料金には車両代のほか、登録時の諸費用や税金、任意保険料が含まれ、キントワンでは6カ月ごとのメンテナンス費用も含まれる。ただ、既存の個人向けカーリースでは、同じように料金の中に税金やメンテナンスが含まれたサービスもある。キントと既存のカーリースとの大きな違いは、任意保険を含むことだ。任意保険には等級制度があるため、自動車を初めて持つ若い世代にとっては負担が大きいが、キントの月額料金は等級や年齢に関係なく一律だ。

「若い人、初めてクルマを買う客からは(キントワンの料金は)結構割安に見えるのでは。車離れを何とかしたいというトヨタの思いを込めている」(小寺社長)

仮にプリウスの売れ筋グレードA(2WD)を3年間、個人向けリースで借りた場合は、住友三井オートサービスでは月額約7万2000円(税金、諸費用、メンテナンス、カーナビなどオプション3点込み。夏タイヤのみ。年間走行距離1万2000km)。これに任意保険料を払う必要がある。トヨタのサブスクリプションはグレードやオプションの種類に応じて月額料金は異なるが、プリウスは約5万〜6万円。この金額に任意保険料が含まれていることを考慮すると、リースと比べて確かに割安感がありそうだ。

一方のレクサスブランドはどうか。選択できる車種はいずれもハイブリッド車のセダン「ES300h」やSUV「UX250h」などで、3年の利用料総額は約700万円になる。6車種の中で一番高い「RX450h」(604万7000円〜)を新車で購入できてしまう計算だ。新車で買ったレクサスを3年後に売却することも考えれば、利用料に任意保険料や自動車税が含まれているとはいえ、コストはいかにも高い。

顧客層は会社経営者や弁護士

KINTOの小寺社長は「もともと、現金販売やローンとの比較で得か損かで設定したわけではない」と断った上で、「18万円(税抜き)が高いか安いかはわれわれにもわからないところがある。こわごわやっている」と本音をのぞかせた。顧客のターゲットは、「レクサスや輸入車を結構早い期間で乗り換える方」としており、会社経営者や弁護士などの富裕層が対象と見られる。

(セグメンテーション記録の抜粋)

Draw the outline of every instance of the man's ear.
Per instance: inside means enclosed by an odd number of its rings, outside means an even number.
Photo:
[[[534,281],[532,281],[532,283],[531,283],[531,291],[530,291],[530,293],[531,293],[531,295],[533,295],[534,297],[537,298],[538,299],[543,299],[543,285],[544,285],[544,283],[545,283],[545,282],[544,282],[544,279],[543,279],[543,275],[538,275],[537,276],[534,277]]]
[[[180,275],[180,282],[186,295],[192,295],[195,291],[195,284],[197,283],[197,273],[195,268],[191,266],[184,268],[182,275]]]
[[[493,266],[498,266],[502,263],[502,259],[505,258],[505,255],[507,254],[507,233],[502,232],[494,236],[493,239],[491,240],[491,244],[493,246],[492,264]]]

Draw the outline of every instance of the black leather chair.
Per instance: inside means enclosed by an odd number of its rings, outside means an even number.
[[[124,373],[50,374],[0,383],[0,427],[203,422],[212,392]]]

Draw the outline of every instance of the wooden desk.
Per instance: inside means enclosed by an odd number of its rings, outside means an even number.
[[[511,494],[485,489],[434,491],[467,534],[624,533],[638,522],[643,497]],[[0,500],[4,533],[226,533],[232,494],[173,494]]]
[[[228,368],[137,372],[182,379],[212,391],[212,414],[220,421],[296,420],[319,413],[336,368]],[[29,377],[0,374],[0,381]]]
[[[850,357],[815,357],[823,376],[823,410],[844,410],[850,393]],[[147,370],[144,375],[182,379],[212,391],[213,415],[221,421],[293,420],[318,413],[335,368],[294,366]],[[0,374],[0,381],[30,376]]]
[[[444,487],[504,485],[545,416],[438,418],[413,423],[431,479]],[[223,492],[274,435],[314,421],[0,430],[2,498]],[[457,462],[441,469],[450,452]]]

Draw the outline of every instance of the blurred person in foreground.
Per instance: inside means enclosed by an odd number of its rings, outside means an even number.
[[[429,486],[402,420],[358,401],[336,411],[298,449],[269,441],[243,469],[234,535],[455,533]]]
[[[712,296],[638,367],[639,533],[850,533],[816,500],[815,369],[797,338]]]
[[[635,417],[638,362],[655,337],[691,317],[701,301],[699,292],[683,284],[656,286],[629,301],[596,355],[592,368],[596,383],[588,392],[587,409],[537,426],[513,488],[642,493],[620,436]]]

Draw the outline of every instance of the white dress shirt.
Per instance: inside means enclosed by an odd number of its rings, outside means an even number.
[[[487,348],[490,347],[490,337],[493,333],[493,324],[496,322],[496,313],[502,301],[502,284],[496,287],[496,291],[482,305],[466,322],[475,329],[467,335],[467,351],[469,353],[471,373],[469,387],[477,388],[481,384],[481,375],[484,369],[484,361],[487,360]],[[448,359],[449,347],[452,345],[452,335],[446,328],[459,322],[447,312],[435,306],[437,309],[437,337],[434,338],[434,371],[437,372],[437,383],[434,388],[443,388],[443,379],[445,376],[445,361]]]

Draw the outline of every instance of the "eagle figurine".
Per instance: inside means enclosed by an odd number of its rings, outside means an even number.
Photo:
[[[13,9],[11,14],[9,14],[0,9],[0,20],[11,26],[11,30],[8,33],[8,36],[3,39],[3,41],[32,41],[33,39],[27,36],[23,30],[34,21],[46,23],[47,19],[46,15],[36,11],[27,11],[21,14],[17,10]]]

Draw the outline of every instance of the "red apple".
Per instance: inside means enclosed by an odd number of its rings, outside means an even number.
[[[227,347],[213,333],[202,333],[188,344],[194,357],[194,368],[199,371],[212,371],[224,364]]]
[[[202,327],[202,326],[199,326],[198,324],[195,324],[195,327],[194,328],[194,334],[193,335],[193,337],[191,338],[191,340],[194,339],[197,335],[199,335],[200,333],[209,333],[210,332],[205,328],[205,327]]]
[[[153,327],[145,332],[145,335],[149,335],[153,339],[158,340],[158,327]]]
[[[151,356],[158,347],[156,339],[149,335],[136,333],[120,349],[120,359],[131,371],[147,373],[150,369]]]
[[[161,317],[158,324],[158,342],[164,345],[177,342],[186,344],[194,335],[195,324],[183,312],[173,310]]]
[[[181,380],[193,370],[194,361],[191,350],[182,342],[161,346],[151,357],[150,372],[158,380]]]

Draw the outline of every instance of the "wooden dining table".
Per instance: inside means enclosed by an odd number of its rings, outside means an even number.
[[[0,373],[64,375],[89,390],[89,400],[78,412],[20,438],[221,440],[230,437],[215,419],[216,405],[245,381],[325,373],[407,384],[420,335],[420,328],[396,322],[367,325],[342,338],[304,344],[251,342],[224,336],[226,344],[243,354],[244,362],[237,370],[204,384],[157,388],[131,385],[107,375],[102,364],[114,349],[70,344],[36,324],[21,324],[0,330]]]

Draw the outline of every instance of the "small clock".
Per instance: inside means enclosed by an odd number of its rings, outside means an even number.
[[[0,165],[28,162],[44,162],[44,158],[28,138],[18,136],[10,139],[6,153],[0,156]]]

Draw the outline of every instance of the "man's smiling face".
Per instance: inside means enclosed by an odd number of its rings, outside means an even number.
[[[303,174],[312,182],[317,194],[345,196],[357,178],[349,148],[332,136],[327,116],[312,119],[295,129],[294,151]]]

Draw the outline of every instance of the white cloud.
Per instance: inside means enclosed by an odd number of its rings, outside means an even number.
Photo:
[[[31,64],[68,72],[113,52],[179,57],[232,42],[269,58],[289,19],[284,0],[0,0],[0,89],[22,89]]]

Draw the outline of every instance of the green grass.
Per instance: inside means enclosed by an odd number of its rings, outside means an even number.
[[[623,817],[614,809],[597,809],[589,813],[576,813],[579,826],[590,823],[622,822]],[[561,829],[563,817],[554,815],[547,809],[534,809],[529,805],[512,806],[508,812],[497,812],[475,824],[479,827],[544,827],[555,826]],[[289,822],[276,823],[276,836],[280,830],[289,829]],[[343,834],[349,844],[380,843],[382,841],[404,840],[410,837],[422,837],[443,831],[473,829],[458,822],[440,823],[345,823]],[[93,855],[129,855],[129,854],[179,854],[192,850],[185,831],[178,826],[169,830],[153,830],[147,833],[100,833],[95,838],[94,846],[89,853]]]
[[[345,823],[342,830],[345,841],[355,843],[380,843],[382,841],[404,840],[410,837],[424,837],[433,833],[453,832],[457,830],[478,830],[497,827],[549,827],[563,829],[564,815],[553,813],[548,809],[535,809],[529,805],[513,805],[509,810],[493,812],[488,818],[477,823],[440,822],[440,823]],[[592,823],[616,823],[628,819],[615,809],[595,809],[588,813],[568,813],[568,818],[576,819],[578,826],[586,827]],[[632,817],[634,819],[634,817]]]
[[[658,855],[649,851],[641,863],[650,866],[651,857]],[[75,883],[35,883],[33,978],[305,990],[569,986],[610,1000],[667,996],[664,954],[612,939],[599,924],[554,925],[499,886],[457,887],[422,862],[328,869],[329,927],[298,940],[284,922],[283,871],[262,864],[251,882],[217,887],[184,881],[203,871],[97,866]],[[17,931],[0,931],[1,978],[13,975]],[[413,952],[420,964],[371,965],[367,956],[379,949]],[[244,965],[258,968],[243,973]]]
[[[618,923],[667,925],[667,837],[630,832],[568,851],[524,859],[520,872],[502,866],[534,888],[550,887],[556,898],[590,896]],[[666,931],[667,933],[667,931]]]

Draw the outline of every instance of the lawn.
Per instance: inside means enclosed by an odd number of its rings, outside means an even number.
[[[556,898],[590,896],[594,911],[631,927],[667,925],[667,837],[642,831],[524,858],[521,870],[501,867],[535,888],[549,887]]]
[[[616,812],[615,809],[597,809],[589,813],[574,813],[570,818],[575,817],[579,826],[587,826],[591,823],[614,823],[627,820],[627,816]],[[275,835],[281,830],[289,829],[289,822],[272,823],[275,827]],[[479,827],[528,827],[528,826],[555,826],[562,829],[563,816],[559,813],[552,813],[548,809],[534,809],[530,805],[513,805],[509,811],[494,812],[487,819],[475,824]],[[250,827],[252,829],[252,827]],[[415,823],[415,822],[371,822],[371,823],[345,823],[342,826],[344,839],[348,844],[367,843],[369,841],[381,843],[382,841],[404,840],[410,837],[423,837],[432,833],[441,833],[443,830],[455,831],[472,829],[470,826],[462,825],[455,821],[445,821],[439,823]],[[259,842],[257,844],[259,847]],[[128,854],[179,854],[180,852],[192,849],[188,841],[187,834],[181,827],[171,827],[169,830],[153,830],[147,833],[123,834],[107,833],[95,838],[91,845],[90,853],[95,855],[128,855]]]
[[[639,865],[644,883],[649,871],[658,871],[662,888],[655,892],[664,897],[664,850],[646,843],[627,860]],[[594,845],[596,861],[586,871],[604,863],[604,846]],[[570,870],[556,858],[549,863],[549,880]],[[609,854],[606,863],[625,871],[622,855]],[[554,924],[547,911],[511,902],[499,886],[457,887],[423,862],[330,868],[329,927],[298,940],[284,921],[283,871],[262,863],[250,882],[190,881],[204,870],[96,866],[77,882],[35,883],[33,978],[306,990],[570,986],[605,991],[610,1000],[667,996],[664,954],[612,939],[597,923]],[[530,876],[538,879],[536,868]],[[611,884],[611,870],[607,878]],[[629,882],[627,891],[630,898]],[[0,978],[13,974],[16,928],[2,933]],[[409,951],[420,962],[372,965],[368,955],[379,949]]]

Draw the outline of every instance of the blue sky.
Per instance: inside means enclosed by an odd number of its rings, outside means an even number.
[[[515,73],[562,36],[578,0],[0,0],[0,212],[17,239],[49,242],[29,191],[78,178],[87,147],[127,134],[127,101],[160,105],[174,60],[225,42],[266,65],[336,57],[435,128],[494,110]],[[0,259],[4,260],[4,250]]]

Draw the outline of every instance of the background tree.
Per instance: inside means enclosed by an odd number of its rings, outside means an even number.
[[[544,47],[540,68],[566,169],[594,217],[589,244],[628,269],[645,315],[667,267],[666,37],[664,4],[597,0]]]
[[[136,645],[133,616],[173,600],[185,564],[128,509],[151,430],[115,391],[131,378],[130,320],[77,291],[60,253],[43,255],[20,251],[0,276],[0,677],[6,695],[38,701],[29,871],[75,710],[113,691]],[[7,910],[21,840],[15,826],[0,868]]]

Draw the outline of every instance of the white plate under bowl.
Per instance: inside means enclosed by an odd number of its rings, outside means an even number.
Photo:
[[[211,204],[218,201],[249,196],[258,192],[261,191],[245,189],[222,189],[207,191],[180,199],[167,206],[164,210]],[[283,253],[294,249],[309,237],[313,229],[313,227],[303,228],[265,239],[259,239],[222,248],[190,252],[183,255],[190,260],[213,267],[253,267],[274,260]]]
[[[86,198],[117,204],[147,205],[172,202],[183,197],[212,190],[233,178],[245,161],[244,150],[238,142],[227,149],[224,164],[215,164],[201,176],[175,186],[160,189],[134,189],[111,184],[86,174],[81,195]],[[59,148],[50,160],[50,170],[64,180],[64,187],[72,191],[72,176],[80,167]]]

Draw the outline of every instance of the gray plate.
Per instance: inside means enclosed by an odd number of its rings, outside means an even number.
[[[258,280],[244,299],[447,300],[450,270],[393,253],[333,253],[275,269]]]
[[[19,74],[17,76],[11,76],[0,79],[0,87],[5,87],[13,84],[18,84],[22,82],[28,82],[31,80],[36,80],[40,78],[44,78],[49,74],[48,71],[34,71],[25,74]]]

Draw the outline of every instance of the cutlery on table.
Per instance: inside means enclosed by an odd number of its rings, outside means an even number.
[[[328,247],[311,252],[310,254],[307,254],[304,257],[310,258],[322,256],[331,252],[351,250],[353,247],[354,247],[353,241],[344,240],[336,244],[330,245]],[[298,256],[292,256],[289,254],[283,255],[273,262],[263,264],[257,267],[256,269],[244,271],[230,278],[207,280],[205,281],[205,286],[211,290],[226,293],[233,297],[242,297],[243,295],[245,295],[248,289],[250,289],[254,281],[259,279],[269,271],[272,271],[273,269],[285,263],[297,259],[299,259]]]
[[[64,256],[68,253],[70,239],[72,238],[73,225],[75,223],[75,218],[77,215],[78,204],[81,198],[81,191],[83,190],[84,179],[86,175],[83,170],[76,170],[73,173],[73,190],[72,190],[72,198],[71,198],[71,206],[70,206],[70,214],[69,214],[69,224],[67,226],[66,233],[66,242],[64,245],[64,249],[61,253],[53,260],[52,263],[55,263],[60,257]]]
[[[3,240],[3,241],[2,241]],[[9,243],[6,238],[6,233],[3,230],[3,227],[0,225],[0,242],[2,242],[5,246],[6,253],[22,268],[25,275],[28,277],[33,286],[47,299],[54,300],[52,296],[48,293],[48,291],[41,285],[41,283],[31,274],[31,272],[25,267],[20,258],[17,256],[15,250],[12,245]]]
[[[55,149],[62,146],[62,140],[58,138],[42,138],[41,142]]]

作業内容 >>
a. 抜粋によると、キントと既存のカーリースとの大きな違いは何ですか。
b. 抜粋の「料金には車両代のほか、登録時」から「いえ、コストはいかにも高い。」までを、一字も変えずに書き写してください。

各作業の解答 >>
a. 任意保険を含むことです。

b.
料金には車両代のほか、登録時の諸費用や税金、任意保険料が含まれ、キントワンでは6カ月ごとのメンテナンス費用も含まれる。ただ、既存の個人向けカーリースでは、同じように料金の中に税金やメンテナンスが含まれたサービスもある。キントと既存のカーリースとの大きな違いは、任意保険を含むことだ。任意保険には等級制度があるため、自動車を初めて持つ若い世代にとっては負担が大きいが、キントの月額料金は等級や年齢に関係なく一律だ。

「若い人、初めてクルマを買う客からは(キントワンの料金は)結構割安に見えるのでは。車離れを何とかしたいというトヨタの思いを込めている」(小寺社長)

仮にプリウスの売れ筋グレードA(2WD)を3年間、個人向けリースで借りた場合は、住友三井オートサービスでは月額約7万2000円(税金、諸費用、メンテナンス、カーナビなどオプション3点込み。夏タイヤのみ。年間走行距離1万2000km)。これに任意保険料を払う必要がある。トヨタのサブスクリプションはグレードやオプションの種類に応じて月額料金は異なるが、プリウスは約5万〜6万円。この金額に任意保険料が含まれていることを考慮すると、リースと比べて確かに割安感がありそうだ。

一方のレクサスブランドはどうか。選択できる車種はいずれもハイブリッド車のセダン「ES300h」やSUV「UX250h」などで、3年の利用料総額は約700万円になる。6車種の中で一番高い「RX450h」(604万7000円〜)を新車で購入できてしまう計算だ。新車で買ったレクサスを3年後に売却することも考えれば、利用料に任意保険料や自動車税が含まれているとはいえ、コストはいかにも高い。